WORK TO COMPLETE: Render this sentence from the call option passage in Spanish: "Note that the intrinsic value of the option is $10—our answer must be at least that amount."

EXCERPTED PASSAGE:
——————
Calculate the value of a call option.
$$ \begin{align*} { \text{d} }_{ 1 }&=\cfrac { \text{ln}\left( \cfrac { { \text{S} }_{ 0 } }{ \text{K} } \right) +\left[ \text{r}+\left( \cfrac { { \sigma }^{ 2 } }{ 2 } \right) \right] \text{T} }{ \sigma \sqrt { \text{T} } } \\ &=\cfrac { \text{ln}\left( \cfrac { 100 }{ 90 } \right) +\left[ 0.10+\left( \cfrac { { 0.25 }^{ 2 } }{ 2 } \right) \right] 0.5 }{ 0.25\sqrt { 0.5 } } =\cfrac { 0.1053+0.0656 }{ 0.1768 } =0.9672 \\ \text d_2 & =\text d_1-(\sigma \sqrt{\text T})=0.9672-(0.25 \sqrt{0.5}) =0.7904 \\ \end{align*} $$
From a standard normal probability table, look up N(0.97) = 0.8333 and N(0.79) = 0.7852.
$$ \begin{align*} { \text{C} }_{ 0 }&={ \text{S} }_{ 0 }\times \text{N}\left( { \text{d} }_{ 1 } \right) -\text{K}{ \text{e} }^{ -\text{rT} }\times \text{N}\left( { \text{d} }_{ 2 } \right) \\ &=100\times \text N\left( 0.8340 \right) -90{\text e }^{ -0.10 \times 0.50 }\times \text N\left( 0.7852 \right) =$16.17 \end{align*} $$
Note that the intrinsic value of the option is $10—our answer must be at least that amount.
——————
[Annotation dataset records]
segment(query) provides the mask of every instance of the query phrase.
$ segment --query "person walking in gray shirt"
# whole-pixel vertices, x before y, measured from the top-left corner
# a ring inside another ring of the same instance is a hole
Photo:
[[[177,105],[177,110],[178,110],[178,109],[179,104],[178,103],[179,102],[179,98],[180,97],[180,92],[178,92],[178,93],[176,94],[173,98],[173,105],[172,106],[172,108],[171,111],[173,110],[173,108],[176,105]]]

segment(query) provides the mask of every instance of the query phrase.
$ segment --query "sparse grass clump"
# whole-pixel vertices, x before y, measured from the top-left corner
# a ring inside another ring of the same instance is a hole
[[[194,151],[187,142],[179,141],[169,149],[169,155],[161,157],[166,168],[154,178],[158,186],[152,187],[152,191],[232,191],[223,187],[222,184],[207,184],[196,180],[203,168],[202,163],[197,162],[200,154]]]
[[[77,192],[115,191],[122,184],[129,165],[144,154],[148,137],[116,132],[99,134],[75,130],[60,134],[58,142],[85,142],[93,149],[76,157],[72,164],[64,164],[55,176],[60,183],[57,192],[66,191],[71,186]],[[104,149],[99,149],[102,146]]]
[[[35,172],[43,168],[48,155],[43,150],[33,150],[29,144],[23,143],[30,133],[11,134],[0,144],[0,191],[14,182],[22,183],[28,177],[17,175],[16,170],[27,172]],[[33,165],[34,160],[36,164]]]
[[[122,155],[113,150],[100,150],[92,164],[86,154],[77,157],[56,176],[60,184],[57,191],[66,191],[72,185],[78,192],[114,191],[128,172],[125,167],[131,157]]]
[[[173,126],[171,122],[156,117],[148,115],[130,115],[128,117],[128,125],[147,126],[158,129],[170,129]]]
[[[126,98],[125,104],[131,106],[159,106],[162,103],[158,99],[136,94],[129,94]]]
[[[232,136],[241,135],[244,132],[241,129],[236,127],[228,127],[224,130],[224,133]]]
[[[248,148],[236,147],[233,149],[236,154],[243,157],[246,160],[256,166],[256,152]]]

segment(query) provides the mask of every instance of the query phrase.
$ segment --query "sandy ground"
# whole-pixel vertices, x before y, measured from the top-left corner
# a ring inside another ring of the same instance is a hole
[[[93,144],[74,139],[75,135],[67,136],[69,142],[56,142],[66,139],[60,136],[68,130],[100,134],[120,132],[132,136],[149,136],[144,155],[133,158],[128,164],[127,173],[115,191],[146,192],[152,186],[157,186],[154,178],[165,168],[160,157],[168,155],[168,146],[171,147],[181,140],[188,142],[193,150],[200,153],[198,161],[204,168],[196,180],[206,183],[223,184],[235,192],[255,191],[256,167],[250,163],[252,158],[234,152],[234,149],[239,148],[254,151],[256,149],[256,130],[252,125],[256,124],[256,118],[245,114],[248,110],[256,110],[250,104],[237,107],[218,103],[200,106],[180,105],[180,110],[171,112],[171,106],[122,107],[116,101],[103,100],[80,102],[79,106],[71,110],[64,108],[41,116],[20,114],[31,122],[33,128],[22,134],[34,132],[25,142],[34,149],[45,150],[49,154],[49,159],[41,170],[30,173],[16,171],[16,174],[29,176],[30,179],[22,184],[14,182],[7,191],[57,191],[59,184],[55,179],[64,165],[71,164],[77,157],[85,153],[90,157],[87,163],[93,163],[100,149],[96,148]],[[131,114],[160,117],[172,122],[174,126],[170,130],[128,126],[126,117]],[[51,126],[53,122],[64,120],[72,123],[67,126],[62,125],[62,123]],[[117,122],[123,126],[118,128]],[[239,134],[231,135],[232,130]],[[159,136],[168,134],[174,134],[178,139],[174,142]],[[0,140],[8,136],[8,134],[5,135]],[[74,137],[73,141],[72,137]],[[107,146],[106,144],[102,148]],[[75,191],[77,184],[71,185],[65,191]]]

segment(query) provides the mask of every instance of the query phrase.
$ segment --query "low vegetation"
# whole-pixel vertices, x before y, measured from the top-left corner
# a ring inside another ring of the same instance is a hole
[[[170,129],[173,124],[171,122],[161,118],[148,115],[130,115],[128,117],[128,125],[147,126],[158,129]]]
——————
TASK ANSWER: Observe que el valor intrínseco de la opción es de $10: nuestra respuesta debe ser, como mínimo, esa cantidad.